Mais s’il est vrai de dire que tout homme est une personne libre, il l’est aussi d’ajouter que l’homme seul est une personne libre, et, par conséquent, que tout être qui n’est pas un homme est une chose. La chose est un être impersonnel, c’est-à-dire un être qui ne se connaît pas et qui ne se possède pas, qui n’est point responsable de sa conduite, ni susceptible de mérite ou de démérite. De par la raison, les choses sont à la discrétion des personnes. C’est tout à la fois pour celles-ci un droit et un devoir que de faire contribuer celles-là à la poursuite de leur fin, à l’accomplissement de leur destinée. C’est pourquoi nous brûlons le bois des forêts, pourquoi nous mangeons et les fruits de la terre et les animaux, pourquoi nous détournons les fleuves de leur cours. Et s’il nous était utile et possible de percer la terre de part en part, de dessécher l’océan, de rapprocher du soleil notre planète, cela nous serait permis sinon commandé, par cela seul que c’est tout à la fois un droit et un devoir pour nous que de subordonner la fin des choses à notre fin, leur destinée aveugle à notre destinée morale. Donc voilà d’un côté la nature impersonnelle ; voilà d’un côté l’humanité. La raison soumet l’une à l’autre… Du point où nous en sommes à montrer la solidarité de toutes les destinées humaines dans l’œuvre de leur accomplissement, il n’y a qu’un pas ; c’est affaire à la théorie de la société.

III. Si tout homme est une personne libre, tous les hommes, en tant que personnes libres, sont égaux dans la société. Les hommes sont inégaux à d’autres points de vue : ils le sont au point de vue du développement de leurs facultés, au point de vue du mérite et du démérite. On conçoit qu’ici l’étude préalable et attentive de la nature et de l’origine de la société permettrait d’abord de définir et de déterminer l’égalité et l’inégalité, ensuite de formuler nettement la loi supérieure de la solidarité sociale de telle sorte et en des termes tels que cette loi contînt, dans son expression même, le principe conciliateur du communisme et de l’individualisme.

● **Consigne**
Dans l'extrait, relevez chacune des propriétés qui, après « c'est-à-dire », définissent la chose comme être impersonnel. Les données qui suivent n'ont aucun lien avec l'extrait.

● **Données disponibles**
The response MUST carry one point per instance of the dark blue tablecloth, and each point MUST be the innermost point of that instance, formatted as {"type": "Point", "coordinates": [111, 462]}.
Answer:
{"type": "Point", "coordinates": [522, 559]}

● **Réponse attendue**
- Elle ne se connaît pas.
- Elle ne se possède pas.
- Elle n'est point responsable de sa conduite.
- Elle n'est pas susceptible de mérite ou de démérite.